Begin THE DATA

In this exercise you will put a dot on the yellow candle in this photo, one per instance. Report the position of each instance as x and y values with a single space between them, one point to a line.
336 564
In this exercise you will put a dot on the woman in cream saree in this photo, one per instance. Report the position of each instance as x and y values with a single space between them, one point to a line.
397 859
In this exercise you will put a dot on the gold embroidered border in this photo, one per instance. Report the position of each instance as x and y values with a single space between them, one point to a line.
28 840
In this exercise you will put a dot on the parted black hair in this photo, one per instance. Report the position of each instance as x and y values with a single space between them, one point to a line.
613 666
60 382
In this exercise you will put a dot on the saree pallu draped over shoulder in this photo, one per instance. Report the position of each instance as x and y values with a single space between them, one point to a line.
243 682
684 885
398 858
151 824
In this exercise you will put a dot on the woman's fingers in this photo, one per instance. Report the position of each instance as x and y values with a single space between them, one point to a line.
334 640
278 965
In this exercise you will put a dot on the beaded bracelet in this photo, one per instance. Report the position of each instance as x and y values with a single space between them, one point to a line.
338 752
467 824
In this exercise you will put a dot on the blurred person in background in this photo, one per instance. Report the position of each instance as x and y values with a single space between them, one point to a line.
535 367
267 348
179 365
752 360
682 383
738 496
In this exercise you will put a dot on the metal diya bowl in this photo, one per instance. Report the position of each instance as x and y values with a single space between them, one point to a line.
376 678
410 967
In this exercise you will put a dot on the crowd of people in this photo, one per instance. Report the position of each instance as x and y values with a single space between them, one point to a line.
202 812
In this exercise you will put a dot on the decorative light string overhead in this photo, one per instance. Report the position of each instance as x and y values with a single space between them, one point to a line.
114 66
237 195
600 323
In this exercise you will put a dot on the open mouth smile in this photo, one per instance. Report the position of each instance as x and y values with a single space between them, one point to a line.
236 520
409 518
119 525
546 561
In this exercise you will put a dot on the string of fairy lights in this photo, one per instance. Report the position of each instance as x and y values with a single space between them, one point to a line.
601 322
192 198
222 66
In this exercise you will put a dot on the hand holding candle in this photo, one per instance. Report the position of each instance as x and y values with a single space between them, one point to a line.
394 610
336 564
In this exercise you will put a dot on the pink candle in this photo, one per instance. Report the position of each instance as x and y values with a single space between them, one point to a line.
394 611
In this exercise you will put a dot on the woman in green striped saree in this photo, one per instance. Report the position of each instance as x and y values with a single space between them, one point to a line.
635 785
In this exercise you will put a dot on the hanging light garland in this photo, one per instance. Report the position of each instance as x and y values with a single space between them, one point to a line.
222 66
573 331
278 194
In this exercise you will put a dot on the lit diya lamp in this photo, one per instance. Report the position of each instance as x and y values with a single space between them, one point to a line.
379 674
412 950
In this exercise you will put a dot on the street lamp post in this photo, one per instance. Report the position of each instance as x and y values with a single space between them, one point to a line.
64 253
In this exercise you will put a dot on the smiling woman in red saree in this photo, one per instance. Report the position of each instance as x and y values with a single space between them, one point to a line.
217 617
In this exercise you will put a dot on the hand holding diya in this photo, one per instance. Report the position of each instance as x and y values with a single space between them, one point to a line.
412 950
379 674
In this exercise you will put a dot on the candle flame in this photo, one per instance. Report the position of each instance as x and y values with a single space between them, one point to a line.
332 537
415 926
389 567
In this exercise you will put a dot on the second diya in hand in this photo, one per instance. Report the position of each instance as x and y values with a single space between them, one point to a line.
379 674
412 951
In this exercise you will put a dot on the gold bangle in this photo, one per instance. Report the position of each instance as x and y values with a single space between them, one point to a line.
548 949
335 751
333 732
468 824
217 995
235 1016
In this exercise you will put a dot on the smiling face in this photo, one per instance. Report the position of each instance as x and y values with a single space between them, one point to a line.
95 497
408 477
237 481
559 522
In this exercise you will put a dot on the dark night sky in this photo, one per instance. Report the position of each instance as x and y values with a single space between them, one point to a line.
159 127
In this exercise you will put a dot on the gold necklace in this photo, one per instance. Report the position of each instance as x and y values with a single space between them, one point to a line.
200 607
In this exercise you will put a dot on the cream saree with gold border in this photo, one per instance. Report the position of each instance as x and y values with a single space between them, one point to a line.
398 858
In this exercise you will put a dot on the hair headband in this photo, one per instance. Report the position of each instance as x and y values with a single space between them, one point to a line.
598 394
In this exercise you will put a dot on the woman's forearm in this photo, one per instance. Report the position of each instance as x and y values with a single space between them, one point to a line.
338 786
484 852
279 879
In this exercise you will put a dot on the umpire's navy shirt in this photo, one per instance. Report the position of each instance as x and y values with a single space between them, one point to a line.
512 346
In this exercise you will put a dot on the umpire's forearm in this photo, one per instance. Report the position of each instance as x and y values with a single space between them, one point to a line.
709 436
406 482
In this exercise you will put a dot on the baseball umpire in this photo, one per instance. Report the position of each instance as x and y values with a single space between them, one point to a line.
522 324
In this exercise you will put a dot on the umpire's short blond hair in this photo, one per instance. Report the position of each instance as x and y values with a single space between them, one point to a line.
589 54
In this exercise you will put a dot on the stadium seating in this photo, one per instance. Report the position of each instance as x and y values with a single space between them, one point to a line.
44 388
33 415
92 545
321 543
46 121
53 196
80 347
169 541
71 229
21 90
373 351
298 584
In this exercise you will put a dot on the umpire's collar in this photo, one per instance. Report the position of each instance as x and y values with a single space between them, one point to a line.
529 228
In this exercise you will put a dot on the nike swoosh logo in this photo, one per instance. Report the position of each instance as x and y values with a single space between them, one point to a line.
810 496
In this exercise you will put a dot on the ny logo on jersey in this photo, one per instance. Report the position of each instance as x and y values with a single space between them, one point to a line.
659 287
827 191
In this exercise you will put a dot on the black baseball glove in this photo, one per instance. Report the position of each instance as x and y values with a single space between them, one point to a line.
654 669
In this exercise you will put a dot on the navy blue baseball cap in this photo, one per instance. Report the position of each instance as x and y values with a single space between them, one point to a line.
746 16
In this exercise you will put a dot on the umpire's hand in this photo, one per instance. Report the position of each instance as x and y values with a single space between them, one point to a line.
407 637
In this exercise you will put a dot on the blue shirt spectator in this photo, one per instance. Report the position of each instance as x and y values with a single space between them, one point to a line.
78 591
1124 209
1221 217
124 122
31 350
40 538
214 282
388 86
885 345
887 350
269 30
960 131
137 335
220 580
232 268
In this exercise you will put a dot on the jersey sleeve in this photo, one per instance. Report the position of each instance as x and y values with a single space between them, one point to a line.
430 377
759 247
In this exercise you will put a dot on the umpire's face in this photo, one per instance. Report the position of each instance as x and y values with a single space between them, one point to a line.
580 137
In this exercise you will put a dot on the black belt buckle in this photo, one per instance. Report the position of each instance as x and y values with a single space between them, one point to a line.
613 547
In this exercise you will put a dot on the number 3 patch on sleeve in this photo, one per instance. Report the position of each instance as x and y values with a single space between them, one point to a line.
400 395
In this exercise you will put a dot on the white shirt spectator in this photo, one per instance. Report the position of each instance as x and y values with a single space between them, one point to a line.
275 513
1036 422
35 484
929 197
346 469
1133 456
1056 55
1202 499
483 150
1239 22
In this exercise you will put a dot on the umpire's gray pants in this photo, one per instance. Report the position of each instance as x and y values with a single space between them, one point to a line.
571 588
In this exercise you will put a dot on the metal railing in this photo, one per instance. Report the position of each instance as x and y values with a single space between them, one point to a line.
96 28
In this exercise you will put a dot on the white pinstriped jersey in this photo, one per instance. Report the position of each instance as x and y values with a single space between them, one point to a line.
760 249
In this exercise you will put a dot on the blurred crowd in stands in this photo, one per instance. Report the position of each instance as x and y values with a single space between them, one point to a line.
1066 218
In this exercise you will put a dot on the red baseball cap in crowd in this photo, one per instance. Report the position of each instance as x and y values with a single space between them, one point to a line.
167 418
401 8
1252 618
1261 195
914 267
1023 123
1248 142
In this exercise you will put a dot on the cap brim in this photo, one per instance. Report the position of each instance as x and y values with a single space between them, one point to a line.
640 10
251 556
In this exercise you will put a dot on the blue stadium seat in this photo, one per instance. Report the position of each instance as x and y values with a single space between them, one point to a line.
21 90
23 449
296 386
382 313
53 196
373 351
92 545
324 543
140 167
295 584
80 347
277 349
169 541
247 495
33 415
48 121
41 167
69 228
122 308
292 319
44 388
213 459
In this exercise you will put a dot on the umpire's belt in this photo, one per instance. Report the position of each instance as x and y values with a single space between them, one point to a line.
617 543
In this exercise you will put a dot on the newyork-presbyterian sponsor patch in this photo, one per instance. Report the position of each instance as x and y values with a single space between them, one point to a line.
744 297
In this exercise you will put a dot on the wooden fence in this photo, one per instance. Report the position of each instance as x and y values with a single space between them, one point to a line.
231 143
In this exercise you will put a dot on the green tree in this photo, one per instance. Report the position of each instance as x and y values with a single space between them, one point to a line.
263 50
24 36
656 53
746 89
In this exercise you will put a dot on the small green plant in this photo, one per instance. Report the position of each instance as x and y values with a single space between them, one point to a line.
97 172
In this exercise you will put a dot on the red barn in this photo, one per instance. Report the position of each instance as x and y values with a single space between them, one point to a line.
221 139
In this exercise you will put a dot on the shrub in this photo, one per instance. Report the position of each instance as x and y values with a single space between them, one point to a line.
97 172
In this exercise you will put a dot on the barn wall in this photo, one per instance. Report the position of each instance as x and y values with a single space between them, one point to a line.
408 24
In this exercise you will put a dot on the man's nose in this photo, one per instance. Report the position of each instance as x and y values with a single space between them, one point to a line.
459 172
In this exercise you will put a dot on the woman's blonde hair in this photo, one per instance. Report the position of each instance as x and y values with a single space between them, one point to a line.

End THE DATA

PROBLEM DETAILS ▸
In the records above, locate the line that contains "In this exercise you will put a dot on the green". Repeat it and every line after it, exactly, and nothing else.

RESULT ▸
In this exercise you will put a dot on the green tree in this photo, one per instance. Report the position of each instance as x and y values with a single space between them, one point to a line.
263 50
24 36
656 53
746 89
In this exercise you will put a dot on the small green plant in this photo, one per instance. Report the position of each instance as x and y values with a single space between them, one point to a line.
97 172
In this exercise you will put a dot on the red barn in this photo, one per instance. Report the position of each instance as x and y values with a single space between them, one point to a line.
221 139
In this exercise you will put a dot on the shrub in this photo, one per instance. Report the position of each instance as x and y values with a single space between them, one point to a line.
97 172
In this exercise you will put a dot on the barn wall in this photo, one per instance. Report the position of each instance as x and y values with a single space between them, one point to a line.
408 24
In this exercise you will put a dot on the man's nose in this photo, one per instance. Report the position of each instance as x and y values with a single space between them, one point to a line.
459 172
In this exercise you will put a dot on the woman's blonde hair in this photo, one per instance. Report the position of each instance as x and y values with a single space between them, one point to a line.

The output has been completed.